Task prompt
Search the listing for the word "block". Copy every line where it is found.

Given data

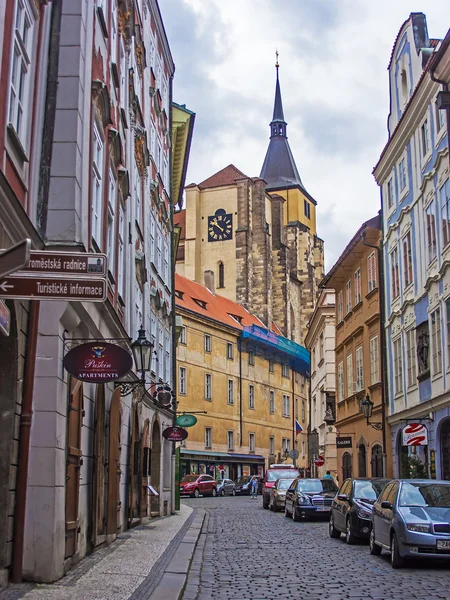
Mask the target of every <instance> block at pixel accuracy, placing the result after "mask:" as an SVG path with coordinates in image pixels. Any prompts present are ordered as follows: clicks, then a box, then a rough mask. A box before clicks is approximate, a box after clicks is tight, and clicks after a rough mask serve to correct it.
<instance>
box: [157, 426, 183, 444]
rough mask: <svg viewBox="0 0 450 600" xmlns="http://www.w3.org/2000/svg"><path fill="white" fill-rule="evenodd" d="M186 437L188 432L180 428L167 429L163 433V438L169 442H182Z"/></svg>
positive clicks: (171, 428)
mask: <svg viewBox="0 0 450 600" xmlns="http://www.w3.org/2000/svg"><path fill="white" fill-rule="evenodd" d="M187 436H188V432H187V431H186V429H183V428H182V427H167V429H164V431H163V438H165V439H166V440H169V442H182V441H183V440H185V439H186V438H187Z"/></svg>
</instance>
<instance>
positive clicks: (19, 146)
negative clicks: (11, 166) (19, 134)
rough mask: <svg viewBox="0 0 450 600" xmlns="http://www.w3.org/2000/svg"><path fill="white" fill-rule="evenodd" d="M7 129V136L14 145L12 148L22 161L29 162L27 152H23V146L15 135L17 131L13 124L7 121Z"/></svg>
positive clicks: (23, 148) (17, 137)
mask: <svg viewBox="0 0 450 600" xmlns="http://www.w3.org/2000/svg"><path fill="white" fill-rule="evenodd" d="M7 129H8V137H9V139H10V142H11V144H12V145H13V146H14V150H15V151H16V152H17V155H18V157H19V158H20V160H21V161H22V162H24V163H27V162H29V160H28V156H27V153H26V152H25V148H24V147H23V145H22V142H21V141H20V138H19V136H18V135H17V132H16V130H15V129H14V127H13V125H12V124H11V123H9V125H8V128H7Z"/></svg>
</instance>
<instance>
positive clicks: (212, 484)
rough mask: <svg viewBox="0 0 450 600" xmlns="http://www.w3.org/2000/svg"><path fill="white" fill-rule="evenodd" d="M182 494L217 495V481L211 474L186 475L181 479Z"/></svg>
mask: <svg viewBox="0 0 450 600" xmlns="http://www.w3.org/2000/svg"><path fill="white" fill-rule="evenodd" d="M180 496H191V497H192V498H198V497H199V496H217V483H216V480H215V479H213V478H212V477H211V476H210V475H185V476H184V477H183V479H182V480H181V481H180Z"/></svg>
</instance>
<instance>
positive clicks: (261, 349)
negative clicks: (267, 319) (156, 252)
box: [241, 325, 311, 377]
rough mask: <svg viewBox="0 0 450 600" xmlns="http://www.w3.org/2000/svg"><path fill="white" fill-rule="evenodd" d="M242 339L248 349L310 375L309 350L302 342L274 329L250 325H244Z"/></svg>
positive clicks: (241, 334)
mask: <svg viewBox="0 0 450 600" xmlns="http://www.w3.org/2000/svg"><path fill="white" fill-rule="evenodd" d="M241 340H242V343H243V345H244V346H245V348H246V349H247V350H252V351H253V352H254V353H255V354H260V355H261V354H262V355H264V356H266V357H267V358H268V359H270V360H273V361H274V362H281V363H284V364H287V365H289V366H290V367H291V368H292V369H293V370H294V371H296V372H297V373H300V374H301V375H303V376H305V377H309V376H310V370H311V361H310V356H309V352H308V350H307V349H306V348H304V347H303V346H300V344H297V343H296V342H293V341H292V340H288V339H287V338H285V337H283V336H282V335H277V334H276V333H273V331H269V330H268V329H264V328H263V327H258V325H250V326H249V327H244V329H243V330H242V333H241Z"/></svg>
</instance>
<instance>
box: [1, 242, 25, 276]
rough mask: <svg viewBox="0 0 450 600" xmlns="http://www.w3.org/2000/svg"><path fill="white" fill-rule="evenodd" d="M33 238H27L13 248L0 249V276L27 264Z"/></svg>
mask: <svg viewBox="0 0 450 600" xmlns="http://www.w3.org/2000/svg"><path fill="white" fill-rule="evenodd" d="M30 247H31V240H29V239H26V240H23V242H20V243H19V244H16V245H15V246H13V247H12V248H7V249H6V250H0V277H4V276H5V275H9V273H13V272H14V271H17V270H18V269H22V267H25V266H27V264H28V261H29V259H30Z"/></svg>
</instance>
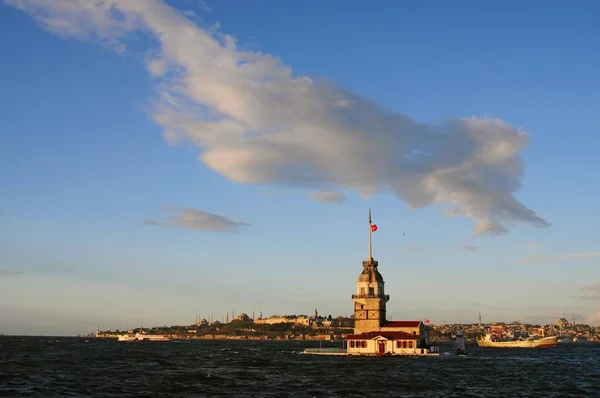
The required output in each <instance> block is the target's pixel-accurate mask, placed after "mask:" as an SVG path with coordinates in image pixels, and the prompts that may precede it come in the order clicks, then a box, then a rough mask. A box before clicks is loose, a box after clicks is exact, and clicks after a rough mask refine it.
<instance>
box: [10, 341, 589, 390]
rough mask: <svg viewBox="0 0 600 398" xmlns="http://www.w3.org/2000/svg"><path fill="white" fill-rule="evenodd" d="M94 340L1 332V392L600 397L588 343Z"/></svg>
mask: <svg viewBox="0 0 600 398" xmlns="http://www.w3.org/2000/svg"><path fill="white" fill-rule="evenodd" d="M88 341H89V342H87V343H86V342H85V339H80V338H55V337H10V336H8V337H7V336H5V337H0V396H40V397H51V396H95V397H109V396H115V397H123V396H159V397H169V396H193V397H202V396H209V397H213V396H228V397H523V396H534V397H600V345H591V344H581V345H576V344H567V345H559V346H558V347H557V348H551V349H525V350H523V349H521V350H519V349H478V348H477V347H473V346H469V350H470V355H469V356H467V357H455V356H450V355H442V356H440V357H437V358H436V357H434V358H397V357H396V358H394V357H387V358H385V357H384V358H378V357H371V358H356V357H327V356H316V355H300V354H299V352H300V351H301V350H302V349H304V348H308V347H318V346H319V343H318V342H317V343H315V342H308V341H282V342H276V341H198V340H196V341H182V342H168V343H118V342H116V341H114V340H108V339H94V338H90V339H89V340H88ZM323 346H325V344H323ZM328 346H340V344H339V343H338V344H335V345H332V344H328ZM449 349H450V347H442V350H449Z"/></svg>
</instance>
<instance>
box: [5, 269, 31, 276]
mask: <svg viewBox="0 0 600 398" xmlns="http://www.w3.org/2000/svg"><path fill="white" fill-rule="evenodd" d="M24 274H25V272H21V271H9V270H6V269H0V278H16V277H18V276H21V275H24Z"/></svg>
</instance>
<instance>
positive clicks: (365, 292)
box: [352, 209, 390, 334]
mask: <svg viewBox="0 0 600 398" xmlns="http://www.w3.org/2000/svg"><path fill="white" fill-rule="evenodd" d="M375 231H377V225H375V224H373V223H372V222H371V209H369V256H368V257H367V260H366V261H363V270H362V272H361V273H360V275H359V276H358V280H357V281H356V294H353V295H352V301H354V333H356V334H359V333H365V332H370V331H376V330H379V328H380V327H382V326H383V325H384V324H385V322H386V311H385V304H386V303H387V302H388V300H389V299H390V296H389V295H387V294H384V293H385V292H384V281H383V277H382V276H381V274H380V273H379V271H378V270H377V266H378V265H379V263H378V262H377V261H375V260H374V259H373V245H372V235H373V232H375Z"/></svg>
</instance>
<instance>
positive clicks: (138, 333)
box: [117, 331, 171, 342]
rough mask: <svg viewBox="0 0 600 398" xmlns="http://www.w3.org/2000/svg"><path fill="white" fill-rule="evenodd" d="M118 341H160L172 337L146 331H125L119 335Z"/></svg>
mask: <svg viewBox="0 0 600 398" xmlns="http://www.w3.org/2000/svg"><path fill="white" fill-rule="evenodd" d="M117 341H129V342H137V341H151V342H159V341H171V338H170V337H168V336H165V335H162V334H148V333H146V332H143V331H142V332H137V333H124V334H121V335H119V336H118V340H117Z"/></svg>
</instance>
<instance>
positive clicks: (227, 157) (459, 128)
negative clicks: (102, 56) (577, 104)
mask: <svg viewBox="0 0 600 398" xmlns="http://www.w3.org/2000/svg"><path fill="white" fill-rule="evenodd" d="M5 1H6V2H7V3H9V4H11V5H13V6H15V7H17V8H19V9H21V10H23V11H25V12H27V13H28V14H30V15H31V16H33V17H34V18H35V19H37V20H38V21H39V22H40V23H41V24H42V25H43V26H45V27H46V28H47V29H49V30H50V31H52V32H54V33H56V34H59V35H61V36H63V37H67V36H73V37H77V38H80V39H81V38H86V39H91V40H97V41H101V42H104V43H108V44H109V45H117V44H127V39H128V37H130V36H131V35H132V34H133V33H134V32H135V33H139V32H144V33H146V34H149V35H151V36H152V37H153V38H154V39H155V40H154V41H153V42H154V43H155V45H154V47H151V48H148V49H147V50H148V53H147V54H148V58H147V66H148V71H149V73H150V75H151V76H152V77H153V78H154V79H155V80H156V87H157V90H158V91H159V93H160V95H159V100H158V101H157V104H156V108H155V109H154V112H153V119H154V121H155V122H156V123H158V124H160V125H162V126H163V127H164V129H165V133H166V136H167V138H168V139H169V140H170V141H176V140H178V139H187V140H190V141H191V142H193V143H195V144H196V145H197V146H198V147H200V148H202V149H201V155H200V159H201V161H202V162H204V163H205V164H206V165H207V166H208V167H210V168H211V169H213V170H215V171H217V172H218V173H220V174H221V175H222V176H223V177H225V178H227V179H228V180H230V181H232V182H236V183H243V184H279V185H285V186H297V187H302V188H309V189H314V191H315V192H320V191H331V190H332V189H334V190H345V191H356V192H358V193H360V195H361V196H362V197H368V196H369V195H372V194H373V193H375V192H377V191H379V190H383V189H391V190H392V191H393V192H395V193H396V194H397V195H398V197H399V198H401V199H402V200H403V201H404V202H406V203H407V204H408V205H409V206H411V207H413V208H419V207H422V206H426V205H428V204H431V203H437V204H445V205H448V206H447V207H446V214H447V215H449V216H464V217H469V218H471V219H472V220H473V221H474V223H475V232H476V233H477V234H478V235H487V234H501V233H504V232H506V231H507V222H508V223H511V222H526V223H530V224H533V225H536V226H540V227H546V226H548V225H549V224H548V223H547V222H546V221H545V220H544V219H542V218H540V217H539V216H537V215H536V213H535V212H534V211H533V210H531V209H528V208H527V207H525V206H524V205H523V204H521V203H520V202H519V201H518V200H517V199H516V198H515V197H514V193H515V192H516V191H517V190H518V189H519V188H520V187H521V178H522V175H523V168H524V165H523V161H522V159H521V157H520V152H521V150H522V149H523V148H524V147H525V146H526V145H527V141H528V135H527V133H526V132H524V131H523V130H521V129H517V128H514V127H512V126H510V125H509V124H507V123H506V122H504V121H502V120H490V119H477V118H470V119H456V120H451V121H448V122H446V123H444V124H442V125H438V126H431V125H425V124H420V123H417V122H416V121H414V120H412V119H411V118H409V117H407V116H404V115H402V114H398V113H393V112H389V111H387V110H385V109H383V108H382V107H381V106H380V105H379V104H377V103H375V102H373V101H370V100H368V99H365V98H363V97H361V96H360V95H357V94H354V93H350V92H347V91H345V90H343V89H340V88H339V87H336V86H335V85H332V84H330V83H329V82H326V81H315V80H312V79H310V78H308V77H298V76H294V75H293V73H292V70H291V68H290V67H288V66H285V65H284V64H283V63H282V62H281V61H280V60H279V59H277V58H275V57H273V56H270V55H267V54H263V53H260V52H248V51H241V50H239V49H238V48H237V46H236V41H235V40H234V39H233V38H232V37H231V36H227V35H222V34H220V33H217V32H214V31H209V30H206V29H203V28H201V27H200V26H198V25H197V24H196V23H195V22H193V21H192V20H190V19H188V18H186V17H185V15H184V13H183V12H180V11H178V10H176V9H174V8H172V7H170V6H168V5H167V4H165V3H164V2H163V1H161V0H144V1H140V0H110V1H109V0H105V1H102V0H89V1H86V0H52V1H47V0H5ZM138 45H139V42H138ZM119 48H123V47H119ZM313 197H316V198H320V199H322V198H321V197H320V196H319V194H315V195H314V196H313Z"/></svg>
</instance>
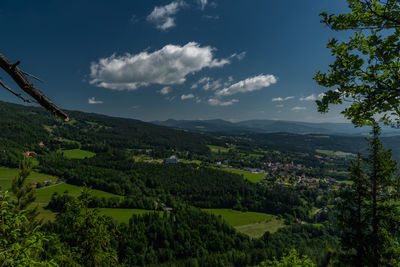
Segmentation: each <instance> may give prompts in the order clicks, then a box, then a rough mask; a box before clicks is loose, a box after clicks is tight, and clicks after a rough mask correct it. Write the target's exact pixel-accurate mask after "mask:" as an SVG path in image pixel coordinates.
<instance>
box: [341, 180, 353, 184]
mask: <svg viewBox="0 0 400 267" xmlns="http://www.w3.org/2000/svg"><path fill="white" fill-rule="evenodd" d="M338 182H339V183H342V184H348V185H352V184H353V183H354V182H353V181H350V180H338Z"/></svg>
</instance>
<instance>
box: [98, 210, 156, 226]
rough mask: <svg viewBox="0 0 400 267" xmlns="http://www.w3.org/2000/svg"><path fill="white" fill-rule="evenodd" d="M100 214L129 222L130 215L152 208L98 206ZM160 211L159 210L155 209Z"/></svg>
mask: <svg viewBox="0 0 400 267" xmlns="http://www.w3.org/2000/svg"><path fill="white" fill-rule="evenodd" d="M99 211H100V215H107V216H110V217H112V218H113V219H115V220H116V221H118V222H119V223H129V219H130V218H131V217H132V215H141V214H146V213H150V212H154V211H153V210H142V209H114V208H100V209H99ZM157 213H160V211H157Z"/></svg>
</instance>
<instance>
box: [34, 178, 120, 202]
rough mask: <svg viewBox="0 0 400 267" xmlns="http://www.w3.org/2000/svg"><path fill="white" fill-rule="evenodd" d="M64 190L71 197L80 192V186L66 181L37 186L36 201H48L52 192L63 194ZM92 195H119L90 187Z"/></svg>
mask: <svg viewBox="0 0 400 267" xmlns="http://www.w3.org/2000/svg"><path fill="white" fill-rule="evenodd" d="M65 191H68V194H69V195H70V196H73V197H77V196H79V195H80V194H81V191H82V187H81V186H77V185H71V184H66V183H61V184H57V185H52V186H48V187H44V188H39V189H37V190H36V202H39V203H48V202H49V201H50V199H51V196H52V195H53V194H54V193H56V192H57V193H59V194H63V193H64V192H65ZM91 191H92V196H96V197H105V198H110V197H121V196H118V195H115V194H111V193H108V192H104V191H100V190H95V189H92V190H91Z"/></svg>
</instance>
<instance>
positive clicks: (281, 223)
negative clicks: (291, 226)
mask: <svg viewBox="0 0 400 267" xmlns="http://www.w3.org/2000/svg"><path fill="white" fill-rule="evenodd" d="M203 210H204V211H207V212H211V213H213V214H215V215H217V216H219V215H220V216H221V217H222V219H224V220H225V221H226V222H227V223H228V224H229V225H231V226H233V227H235V228H236V230H238V231H239V232H242V233H244V234H246V235H248V236H250V237H254V238H258V237H261V236H262V235H263V234H264V233H265V232H267V231H269V232H271V233H274V232H276V231H277V230H278V229H279V228H281V227H284V223H283V221H281V220H278V219H277V217H276V216H275V215H271V214H267V213H259V212H241V211H236V210H231V209H203Z"/></svg>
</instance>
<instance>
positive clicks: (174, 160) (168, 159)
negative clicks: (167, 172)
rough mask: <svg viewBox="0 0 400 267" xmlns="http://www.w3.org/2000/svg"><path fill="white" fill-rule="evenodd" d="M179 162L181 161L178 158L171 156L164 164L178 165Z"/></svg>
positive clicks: (164, 161)
mask: <svg viewBox="0 0 400 267" xmlns="http://www.w3.org/2000/svg"><path fill="white" fill-rule="evenodd" d="M178 162H179V159H178V158H177V157H176V156H171V157H169V158H166V159H164V160H163V164H176V163H178Z"/></svg>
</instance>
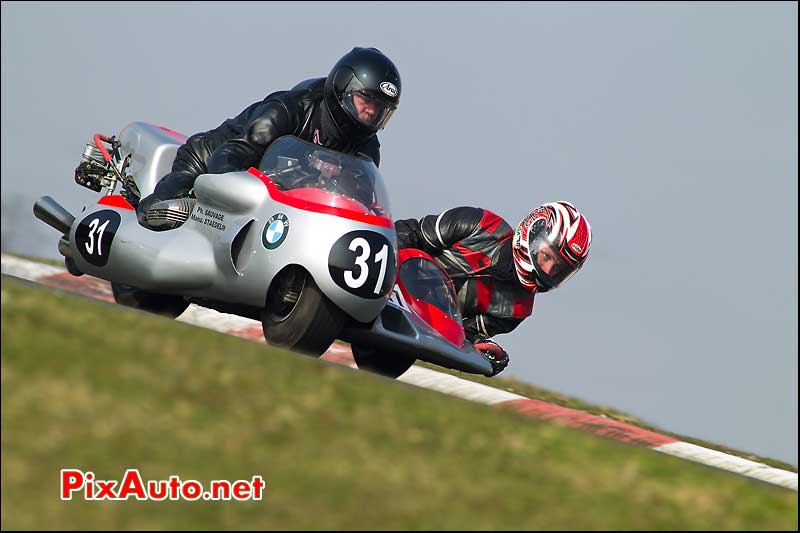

Response for this exercise
Mask the target of every <instance> block at pixel accuracy, placing the result after "mask:" as an SVG path with coordinates in image pixels. Any prompts present are ordered as follows: clicks, then a box, then a rough mask. A box before clicks is approximate, a box after clicks is tight, and clicks after a rough mask serve to correct it.
The required output in each <instance> block is the target's pixel-accurate mask, placed after "mask:" as an SVG path with coordinates in image pixels, and the prompts that may precede it come in the order clicks, then a box, then a rough mask. A box before clicks is loose, a box after clicks is exact, and clicks after a rough mask refine it.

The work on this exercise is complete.